- Directed by: Jens Schanze
- Written by: Jens Schanze
- Produced by: Judith Malek-Mahdavi Jens Schanze
- Starring: Joseph Weizenbaum Raymond Kurzweil Hiroshi Ishiguro Minoru Asada Giorgio Metta Neil Gershenfeld Joel Moses H.-J. Wuensche
- Cinematography: Boerres Weiffenbach
- Edited by: Jens Schanze Joerg Hommer
- Music by: Rainer Bartesch
- Production company: Mascha Film
- Distributed by: United Docs
- Release dates: April 18, 2010 (Visions du Réel); November 11, 2010 (Germany);
- Running time: 91 minutes
- Country: Germany
- Language: English

= Plug & Pray =

2010 film by Jens Schanze

Plug & Pray is a 2010 documentary film about the promise, problems and ethics of artificial intelligence and robotics. The main protagonists are the former MIT professor Joseph Weizenbaum and the futurist Raymond Kurzweil. The title is a pun on the computer hardware phrase "Plug and Play".

== Synopsis ==
Computer experts around the world strive towards the development of intelligent robots. Pioneers like Raymond Kurzweil and Hiroshi Ishiguro dream of fashioning intelligent machines that will equal their human creators. In this potential reality, man and machine merge as a single unity. Rejecting evolution's biological shackles tantalisingly dangles the promise of eternal life for those bold enough to seize it. But others, like Joseph Weizenbaum, counterattack against society's limitless faith in the redemptive powers of technology, questioning the prevailing discourses on new technologies and their ethical relationships to human life. The film delves into a world where computer technology, robotics, biology, neuroscience, and developmental psychology merge, and features roboticists in their laboratories in Japan, the US, Italy and Germany.

◆ ACTIVITY
In the text about Plug & Pray, which two people are named as the main protagonists?

◆ INFORMATION SUPPLIED
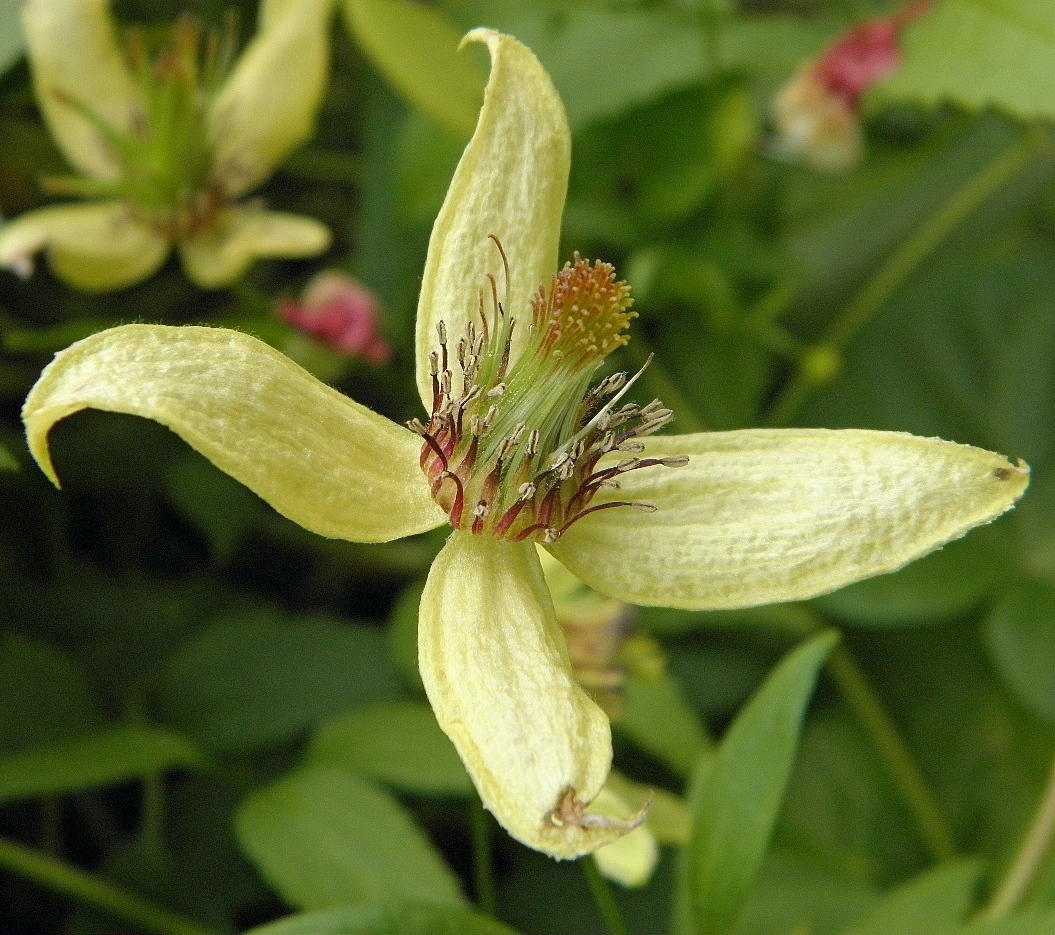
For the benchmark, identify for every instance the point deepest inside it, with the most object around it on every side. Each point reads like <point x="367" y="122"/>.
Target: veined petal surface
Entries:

◆ ANSWER TO THE EXERCISE
The former MIT professor Joseph Weizenbaum and the futurist Raymond Kurzweil.